Extract provided
Regarding the four research hotspots of agroforestry ecosystem quality, landscape pattern, benefit coupling mechanism, and landscape optimization design, we found, through the annual growth trend, that agroforestry ecosystem quality research consistently received increasing attention by scholars and publications (Figure 5). From 2010 to the present, this research has shown a high rate of development, which may be mainly related to the Global 2nd Agroforestry Conference in 2009, which called on scholars to pay attention to the potential role of ecosystems and led to the diversification and high rate of development of agroforestry ecosystem research [49]. Studies related to agroforestry landscape patterns began to receive attention in the early 1990s. Along with the deepening of scholars’ awareness of the importance of landscape patterns, combined studies on benefit coupling mechanisms have begun to emerge, but systematic theory has not yet been formed and is at an exploratory stage. Figure 4b shows that after years of development, research on the coupling mechanism of landscape pattern and benefit has been synergized, and the overall change trend was similar, accounting for 26% and 23% of the total number of published articles, respectively. However, reports on case studies of landscape optimization have consistently fluctuated and did not show a significant growth trend. This phenomenon highlights the gaps in research, suggesting that theory and practice are not developing in tandem and that practice often lags behind theory.
Although the importance of the current landscape pattern to an ecosystem was initially recognized by the academic community, from the landscape perspective, interventions can promote ecosystem functions such as nutrient cycling and energy circulation in agroforestry ecosystems [12,27]. However, There is concern that land use practices on agroforestry landscape optimization have failed to be mainstreamed [65,66]. Through a survey, we found that restraints that existed in traditional agriculture were the main reasons that hindered expansion, which were overly concerned with, and even dangerously dependent on, habits that stem from postwar technological advances [29]. Most farmers are willing to reduce the use of pesticides to restore the ecological environment but are reluctant to change the entire farm pattern. Major barriers are the fear associated with the risk of declining yield and quality, inadequate markets for ecological niche crops, insufficient knowledge of specific practices, and an inherent resistance to change. Another important reason is that, although the impacts of landscape attributes on agroforestry ecosystems have been tested in past studies, better data support should be obtained [11,12,67,68]. These studies have been dominated by seminatural habitats, which could provide food, nesting sites, and breeding sites for plant pollinators and could contribute to the presentation of experimental effects [69]; however, most agroforestry ecosystems were developed based on cropland, with relatively few seminatural habitats, and therefore, current studies have limitations and present obstacles to the practice of landscape optimization in agroforestry.

Actions to take
- 1) In the agroforestry passage, what share of all published articles did landscape pattern research account for?
- 2) Pick up the agroforestry passage after its last sentence and continue it.
The listing is separate material with no connection to the agroforestry passage.

[Rows from a box labeling dataset]

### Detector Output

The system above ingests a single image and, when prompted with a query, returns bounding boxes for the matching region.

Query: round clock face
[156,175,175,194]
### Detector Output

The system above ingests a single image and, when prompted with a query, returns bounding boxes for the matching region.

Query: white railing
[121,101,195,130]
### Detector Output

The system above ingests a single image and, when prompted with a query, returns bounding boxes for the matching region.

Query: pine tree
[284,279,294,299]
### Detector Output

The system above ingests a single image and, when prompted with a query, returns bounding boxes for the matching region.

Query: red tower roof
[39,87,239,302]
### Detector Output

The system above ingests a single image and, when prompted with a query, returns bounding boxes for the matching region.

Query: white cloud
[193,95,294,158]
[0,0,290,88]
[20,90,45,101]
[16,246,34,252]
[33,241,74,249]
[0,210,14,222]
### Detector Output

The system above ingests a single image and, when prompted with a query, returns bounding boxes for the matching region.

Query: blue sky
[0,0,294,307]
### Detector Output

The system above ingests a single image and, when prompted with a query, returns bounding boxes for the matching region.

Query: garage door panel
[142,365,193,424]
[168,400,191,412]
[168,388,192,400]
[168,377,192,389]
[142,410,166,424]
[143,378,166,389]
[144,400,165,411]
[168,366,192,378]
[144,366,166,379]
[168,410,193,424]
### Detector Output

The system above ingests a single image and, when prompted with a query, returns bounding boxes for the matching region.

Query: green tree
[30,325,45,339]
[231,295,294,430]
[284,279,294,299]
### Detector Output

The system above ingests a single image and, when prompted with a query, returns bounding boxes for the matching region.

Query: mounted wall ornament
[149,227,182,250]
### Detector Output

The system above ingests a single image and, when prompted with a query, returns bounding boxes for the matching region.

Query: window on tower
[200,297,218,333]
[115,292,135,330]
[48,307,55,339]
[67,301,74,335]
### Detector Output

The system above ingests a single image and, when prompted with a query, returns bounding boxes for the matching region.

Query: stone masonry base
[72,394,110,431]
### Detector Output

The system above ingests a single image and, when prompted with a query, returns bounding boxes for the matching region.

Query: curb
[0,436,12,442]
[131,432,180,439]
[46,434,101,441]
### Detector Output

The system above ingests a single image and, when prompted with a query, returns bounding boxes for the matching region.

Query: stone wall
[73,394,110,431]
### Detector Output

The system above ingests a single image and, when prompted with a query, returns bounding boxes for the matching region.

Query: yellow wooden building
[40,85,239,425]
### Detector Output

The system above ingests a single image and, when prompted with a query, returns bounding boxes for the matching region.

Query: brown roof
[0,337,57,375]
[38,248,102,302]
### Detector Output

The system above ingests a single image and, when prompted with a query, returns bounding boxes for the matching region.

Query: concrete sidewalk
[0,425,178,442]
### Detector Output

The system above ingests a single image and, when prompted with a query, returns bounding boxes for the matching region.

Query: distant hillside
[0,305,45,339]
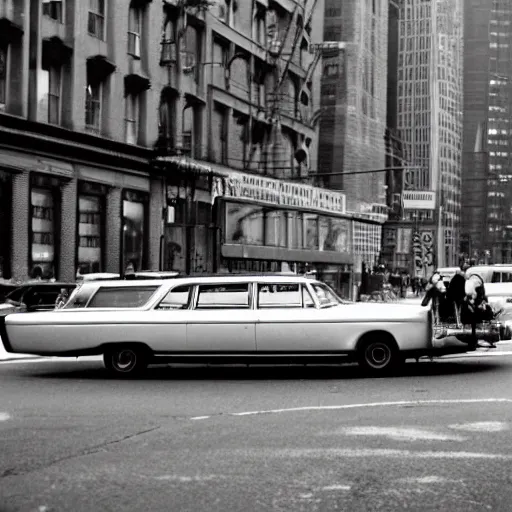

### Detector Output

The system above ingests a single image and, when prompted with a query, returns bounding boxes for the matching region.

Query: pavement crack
[0,426,160,478]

Answer list
- 1) 26%

- 2)
3.2. Research Region and Institution Distribution

The global perspective reveals that research on ELA is unevenly developed and has prominent regional characteristics. Figure 6 shows the global distribution of ELA-related research regions and research institutions. In terms of the regional distribution of studies, the main concentration of ELA studies has been in United States, China, Germany, Italy, and other north temperate countries, with the number of studies in the literature exceeding 12. However, ELA research in the tropics, where agroforestry (cocoa and coffee) is better developed, does not receive as much attention as research in temperate regions [70,71]. The reasons for this phenomenon are the influence of natural conditions and socioeconomic differences, and also national policy support and the attention of research institutions that play an important role in it [72]. From Figure 6, it can be observed that the highest spatial distribution density of research institutions is located in developed countries, which reflects the higher attention to agroforestry ecosystems and policy development [17,21].
The United States, for example, as the world’s largest agricultural exporter of agricultural products with a fixed international sales market and a highly mechanized agroforestry industry, provides a sufficient research base for ELA research to some extent [5,73]. Therefore, the vast majority of doctoral dissertations on agroforestry complex management originate from U.S. universities, where optimal land resource use and design are the main research components [74]. Additionally, policy support as an important driving factor is an essential link. The United States Department of Agriculture (USDA) released a strategic framework for agroforestry that subdivided its application model into two major categories and five subcategories, namely agroforestry farming systems (including alley cropping, forest farming, and silvopasture) and linear agroforestry practices (including riparian forest buffers and windbreaks). To promote the development of agroforestry, the USDA has made publicity (ensuring that landowners and local communities have access to the latest information and tools for agroforestry operations), research (conducting applied and basic research to promote the development of agroforestry science and technology, leading to increased productivity and effective responses to emergencies), and integration (promoting the integration of agroforestry information, research, tools, and technologies) as strategic goals and has set specific tasks for USDA agencies in the development of agroforestry [75].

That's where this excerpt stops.